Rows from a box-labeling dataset
-*-*-

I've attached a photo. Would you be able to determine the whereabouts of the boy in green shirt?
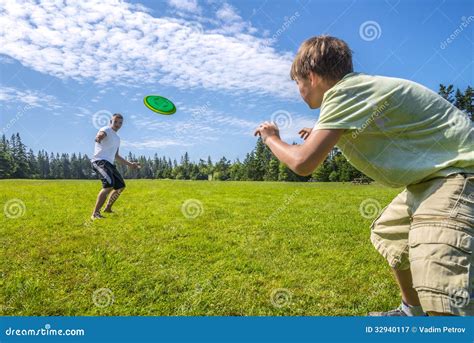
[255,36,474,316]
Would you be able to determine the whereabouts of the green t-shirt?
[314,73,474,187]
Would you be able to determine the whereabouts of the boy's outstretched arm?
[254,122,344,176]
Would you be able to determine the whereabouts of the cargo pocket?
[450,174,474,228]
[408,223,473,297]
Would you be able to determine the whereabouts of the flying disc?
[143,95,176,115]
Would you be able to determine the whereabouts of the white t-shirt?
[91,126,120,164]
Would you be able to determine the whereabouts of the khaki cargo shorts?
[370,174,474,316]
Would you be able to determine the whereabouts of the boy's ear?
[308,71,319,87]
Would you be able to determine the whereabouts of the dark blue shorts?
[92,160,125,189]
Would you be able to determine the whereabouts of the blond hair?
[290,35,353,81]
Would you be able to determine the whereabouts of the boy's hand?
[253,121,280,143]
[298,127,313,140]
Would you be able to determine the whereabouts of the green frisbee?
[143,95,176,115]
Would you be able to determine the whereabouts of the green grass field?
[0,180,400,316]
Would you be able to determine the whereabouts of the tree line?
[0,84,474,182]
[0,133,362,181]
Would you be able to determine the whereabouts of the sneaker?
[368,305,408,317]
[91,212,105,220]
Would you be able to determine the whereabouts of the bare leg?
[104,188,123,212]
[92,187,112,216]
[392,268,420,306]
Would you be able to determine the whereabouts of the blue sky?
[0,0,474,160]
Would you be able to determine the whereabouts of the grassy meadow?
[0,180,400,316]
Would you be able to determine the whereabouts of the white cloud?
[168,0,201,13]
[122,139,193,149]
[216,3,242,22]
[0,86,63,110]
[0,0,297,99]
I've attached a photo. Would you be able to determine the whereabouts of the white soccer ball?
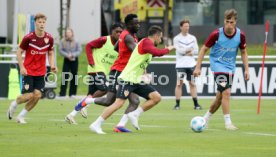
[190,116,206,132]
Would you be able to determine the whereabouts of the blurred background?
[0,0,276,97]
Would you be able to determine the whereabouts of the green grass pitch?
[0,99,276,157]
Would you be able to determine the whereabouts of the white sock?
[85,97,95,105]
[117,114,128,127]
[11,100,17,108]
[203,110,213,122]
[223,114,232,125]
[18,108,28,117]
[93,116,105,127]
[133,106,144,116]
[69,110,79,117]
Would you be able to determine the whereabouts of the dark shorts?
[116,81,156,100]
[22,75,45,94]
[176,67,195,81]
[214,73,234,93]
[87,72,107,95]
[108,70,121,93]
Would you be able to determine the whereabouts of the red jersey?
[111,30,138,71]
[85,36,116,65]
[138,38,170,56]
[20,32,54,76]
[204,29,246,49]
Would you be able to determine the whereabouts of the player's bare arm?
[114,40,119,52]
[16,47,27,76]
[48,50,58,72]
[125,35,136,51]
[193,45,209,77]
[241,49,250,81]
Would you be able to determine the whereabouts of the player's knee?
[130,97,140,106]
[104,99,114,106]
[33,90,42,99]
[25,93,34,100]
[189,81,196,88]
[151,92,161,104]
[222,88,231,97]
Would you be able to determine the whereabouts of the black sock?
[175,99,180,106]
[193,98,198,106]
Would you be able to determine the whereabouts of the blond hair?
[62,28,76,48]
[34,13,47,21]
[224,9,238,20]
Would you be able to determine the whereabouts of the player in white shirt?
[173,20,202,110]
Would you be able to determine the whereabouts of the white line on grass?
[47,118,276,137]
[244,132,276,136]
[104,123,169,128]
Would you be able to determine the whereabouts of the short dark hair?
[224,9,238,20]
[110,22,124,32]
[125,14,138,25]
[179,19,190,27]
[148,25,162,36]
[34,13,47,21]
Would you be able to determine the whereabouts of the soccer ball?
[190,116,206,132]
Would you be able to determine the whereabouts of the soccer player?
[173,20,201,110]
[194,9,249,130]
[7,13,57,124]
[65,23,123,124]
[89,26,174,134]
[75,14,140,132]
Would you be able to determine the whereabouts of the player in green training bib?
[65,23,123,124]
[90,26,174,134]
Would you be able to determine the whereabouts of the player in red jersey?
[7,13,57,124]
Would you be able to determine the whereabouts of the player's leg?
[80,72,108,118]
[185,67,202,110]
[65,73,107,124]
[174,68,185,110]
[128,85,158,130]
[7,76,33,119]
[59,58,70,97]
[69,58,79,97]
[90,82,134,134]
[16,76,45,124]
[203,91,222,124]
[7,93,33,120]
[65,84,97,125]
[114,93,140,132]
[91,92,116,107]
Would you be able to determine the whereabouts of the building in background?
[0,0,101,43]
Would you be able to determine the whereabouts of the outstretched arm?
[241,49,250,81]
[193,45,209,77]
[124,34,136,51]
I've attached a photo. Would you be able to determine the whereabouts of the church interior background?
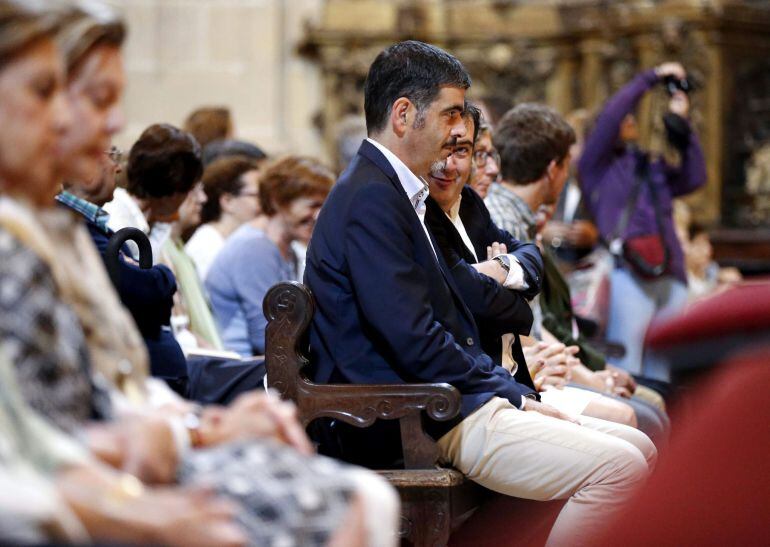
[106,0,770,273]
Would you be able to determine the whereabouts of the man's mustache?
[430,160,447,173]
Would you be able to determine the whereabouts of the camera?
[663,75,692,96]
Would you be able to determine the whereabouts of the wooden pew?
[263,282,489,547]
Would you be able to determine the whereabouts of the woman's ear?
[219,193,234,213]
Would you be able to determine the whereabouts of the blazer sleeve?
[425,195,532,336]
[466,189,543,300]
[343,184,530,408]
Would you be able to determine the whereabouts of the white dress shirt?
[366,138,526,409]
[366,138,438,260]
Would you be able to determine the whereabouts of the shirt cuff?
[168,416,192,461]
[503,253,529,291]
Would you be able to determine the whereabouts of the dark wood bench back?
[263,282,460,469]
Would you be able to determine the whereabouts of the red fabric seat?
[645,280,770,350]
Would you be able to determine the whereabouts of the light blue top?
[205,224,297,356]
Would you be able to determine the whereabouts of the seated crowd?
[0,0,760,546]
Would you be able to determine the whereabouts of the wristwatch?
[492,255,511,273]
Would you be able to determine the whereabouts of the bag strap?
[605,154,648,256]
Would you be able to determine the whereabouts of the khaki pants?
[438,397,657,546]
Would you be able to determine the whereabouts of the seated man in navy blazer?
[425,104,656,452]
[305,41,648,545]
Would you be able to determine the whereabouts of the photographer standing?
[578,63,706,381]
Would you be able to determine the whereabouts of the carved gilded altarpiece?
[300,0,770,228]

-*-*-

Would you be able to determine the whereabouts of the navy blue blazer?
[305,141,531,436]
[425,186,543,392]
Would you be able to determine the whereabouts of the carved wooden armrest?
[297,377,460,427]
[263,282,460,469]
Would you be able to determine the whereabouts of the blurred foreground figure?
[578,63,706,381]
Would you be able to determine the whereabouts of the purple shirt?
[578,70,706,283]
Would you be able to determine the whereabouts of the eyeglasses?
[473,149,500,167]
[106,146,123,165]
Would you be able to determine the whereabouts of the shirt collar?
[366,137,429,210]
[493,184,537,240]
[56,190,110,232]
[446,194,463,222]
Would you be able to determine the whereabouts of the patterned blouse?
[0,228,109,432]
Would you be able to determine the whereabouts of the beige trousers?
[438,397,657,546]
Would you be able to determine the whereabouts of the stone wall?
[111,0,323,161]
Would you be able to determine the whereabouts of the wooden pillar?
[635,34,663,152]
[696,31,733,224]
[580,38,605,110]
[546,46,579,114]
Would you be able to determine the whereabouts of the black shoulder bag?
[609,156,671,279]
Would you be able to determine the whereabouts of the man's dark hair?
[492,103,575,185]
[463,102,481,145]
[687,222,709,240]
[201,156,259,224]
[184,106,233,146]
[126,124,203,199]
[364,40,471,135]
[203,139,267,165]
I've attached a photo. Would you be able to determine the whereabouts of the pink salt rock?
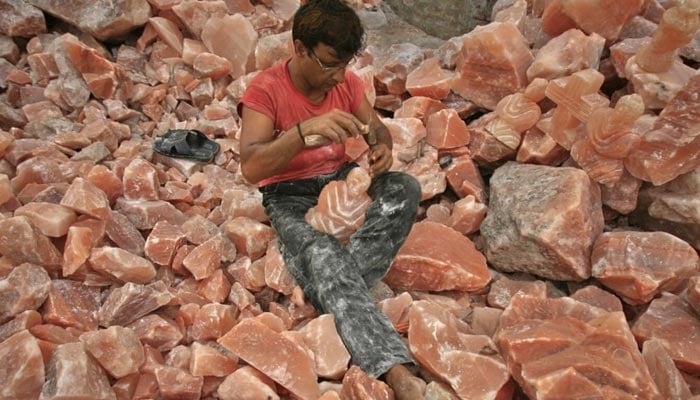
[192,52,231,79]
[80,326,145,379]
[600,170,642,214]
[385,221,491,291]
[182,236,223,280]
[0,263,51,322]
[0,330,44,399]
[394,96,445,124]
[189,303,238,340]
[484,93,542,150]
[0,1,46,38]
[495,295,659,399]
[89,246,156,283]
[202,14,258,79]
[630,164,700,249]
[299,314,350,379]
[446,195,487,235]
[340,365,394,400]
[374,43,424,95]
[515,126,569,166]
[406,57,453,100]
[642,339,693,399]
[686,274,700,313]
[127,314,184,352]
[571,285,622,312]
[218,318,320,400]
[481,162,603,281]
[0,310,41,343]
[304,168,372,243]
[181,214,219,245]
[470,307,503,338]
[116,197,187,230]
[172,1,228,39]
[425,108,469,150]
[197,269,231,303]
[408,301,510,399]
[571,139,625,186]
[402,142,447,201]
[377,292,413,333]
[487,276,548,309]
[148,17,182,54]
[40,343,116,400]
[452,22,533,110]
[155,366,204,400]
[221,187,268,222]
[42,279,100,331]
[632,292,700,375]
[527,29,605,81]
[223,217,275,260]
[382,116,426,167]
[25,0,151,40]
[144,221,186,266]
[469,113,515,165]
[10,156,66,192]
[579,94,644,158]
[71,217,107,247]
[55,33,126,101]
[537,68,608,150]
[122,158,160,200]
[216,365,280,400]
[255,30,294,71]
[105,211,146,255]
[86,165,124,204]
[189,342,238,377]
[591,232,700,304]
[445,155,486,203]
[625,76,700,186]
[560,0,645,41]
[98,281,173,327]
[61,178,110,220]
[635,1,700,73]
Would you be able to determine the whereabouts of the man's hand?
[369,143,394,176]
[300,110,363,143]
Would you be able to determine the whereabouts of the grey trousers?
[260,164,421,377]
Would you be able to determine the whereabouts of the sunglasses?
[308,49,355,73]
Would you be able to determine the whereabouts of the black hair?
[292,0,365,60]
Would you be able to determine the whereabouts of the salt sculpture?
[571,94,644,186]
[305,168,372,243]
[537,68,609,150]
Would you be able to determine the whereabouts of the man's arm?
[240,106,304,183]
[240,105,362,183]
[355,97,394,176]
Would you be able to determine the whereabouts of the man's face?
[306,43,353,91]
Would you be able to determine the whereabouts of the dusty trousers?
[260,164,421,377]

-*-*-

● Task objective
Rewrite the stretch of data from the line containing "in green shirt?" through the line containing "[0,0,297,99]", both ends included, and scale every bounding box coordinate by 0.85, rounding to whole numbers with halves going up. Keep all other wording unchanged, and leave the picture lines out of your answer.

● Correct output
I've attached a photo. Would you be able to determine the whereabouts of the boy in green shirt?
[217,31,403,269]
Would you be able to determine the whereabouts of the green t-shirt?
[267,62,403,159]
Would you be able to determine the whereabouts of the boy's outstretched arm?
[216,104,292,150]
Would you be able to determine the whereabouts of the cargo pocket?
[383,148,403,194]
[347,190,402,252]
Would you be able to determine the whereabouts of the flying disc?
[122,81,150,98]
Would you be able to determine the whereabouts of the white t-shirt?
[77,107,102,139]
Would you be able to determine the whereabouts of the khaki cargo shorts?
[315,148,403,269]
Would you be able to determine the whereabouts of the boy's ear?
[262,60,271,74]
Would you be able to determine the whereabouts of the dark blue shorts?
[78,136,106,161]
Would you be able to determine the whereabouts of the blond hair?
[247,30,300,69]
Would you be able to determine the whereabouts of the boy's hand?
[215,103,238,122]
[253,108,266,119]
Would you be able to determine the whereabouts of the green frisbee?
[122,81,150,98]
Would you be able to determine the whereabouts of the green grass field?
[0,153,340,269]
Would you be able to determine the whereabouts of the tree line?
[0,71,403,155]
[0,113,308,154]
Would you be able to determine the whereabouts of the sneaker?
[313,259,347,269]
[77,180,89,187]
Would you be able to determine the whereabouts of the bare leg?
[88,160,105,180]
[78,159,95,184]
[333,228,357,260]
Would you be able to determine the whereabouts of the blue sky?
[0,0,403,136]
Would you be able to determine the whereabouts of the grassy meadow?
[0,153,340,269]
Would you be able to determine the whereabouts of the white cloud?
[143,0,171,11]
[104,118,164,127]
[184,3,206,19]
[0,73,54,94]
[0,0,252,84]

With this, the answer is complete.